Los traficantes le amenazaron de muerte y le persiguieron hasta Belice, hasta que finalmente decidió partir a Estados Unidos a pedir asilo junto a uno de sus cuatro hijos, Arnold, de siete años.
Un “martirio”
Valeriano no logra hablar de su familia que quedó en Belice sin llorar. Sabe que quizás nunca los volverá a ver y asegura que eso es un “martirio”.
“Me pongo a pensar por qué me vine, pero a la vez reacciono que si no me hubiera venido posiblemente me matan, los dejo solos, y pues es más difícil para ellos”, dice con lágrimas en los ojos.
Gana US$ 14.5 la hora, y cree que pagar las deudas le llevará un año. También debe enviar dinero a su familia, y pagar gastos del pequeño sótano donde vive con su hijo, su hermana, su cuñado y una sobrina. Los cinco duermen en dos camas separadas por una sábana.
“Acá es duro, pero más duro que en el país de uno, no creo”, insiste.
El gobierno estadounidense de Joe Biden deportó en febrero a Valeriano y a su hijo en base al Título 42, una política del expresidente Donald Trump que permite expulsar inmediatamente a inmigrantes que lleguen al país a raíz de la pandemia, aunque sean solicitantes de asilo.
Pese a críticas de activistas, Biden mantiene el Título 42, aunque no lo aplica a menores que llegan solos, y en el Valle del Río Grande en Texas, tampoco a familias que llegan con hijos menores de siete años.
Fue por esa zona que Valeriano y su hijo lograron entrar a Estados Unidos en un segundo intento a fines de marzo, tras cinco semanas hacinados en una bodega en México con otros migrantes.
Una separación traumática
Jhowell, un hondureño de 11 años, llegó en marzo a Estados Unidos sin papeles con sus padres y sus hermanos de cuatro y un año. Tras caminar horas por el desierto de Nuevo México, donde Jhowell se quebró el pie, fueron detenidos y deportados inmediatamente, cuenta su madre, Ivania.
Decidieron volver a cruzar por la ciudad mexicana de Reynosa, frente a McAllen, Texas, tras escuchar que por ahí podrían pasar con niños pequeños.
Pero como Jhowell tiene más de siete años, la familia decidió separarse y dejarlo en México para que cruzara solo.
Para el niño, que estuvo detenido en un refugio gubernamental más de un mes luego de que coyotes lo cruzaran a Texas, la separación fue traumática. “Le entró la desesperación” y llamaba a su familia llorando, cuenta su madre, que ahora vive con una hermana en Brooklyn.
Finalmente, el gobierno pagó a Jhowell un pasaje de avión a Nueva York.
Al ver a su madre en el aeropuerto de LaGuardia, Jhowell la estrechó en un apretado abrazo y ambos estallaron en llanto. “Ya quería estar con ella”, dijo emocionado.

━━━━

● **Qué hacer**
En el texto sobre los migrantes, ¿cuánto gana Valeriano por hora?

(Entradas de datos recopiladas)
━━━━

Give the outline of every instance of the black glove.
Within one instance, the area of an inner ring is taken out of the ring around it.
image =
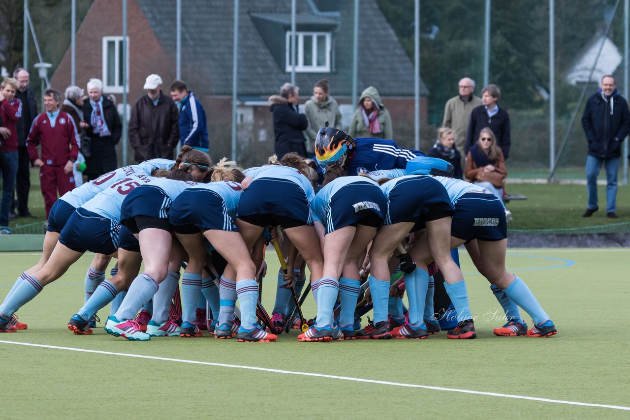
[[[397,255],[396,258],[400,260],[400,269],[403,273],[411,274],[413,270],[416,270],[416,263],[411,259],[409,254],[401,254]]]

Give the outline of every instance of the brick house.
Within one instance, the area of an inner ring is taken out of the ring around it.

━━━━

● **La respuesta**
Gana US$ 14.5 la hora.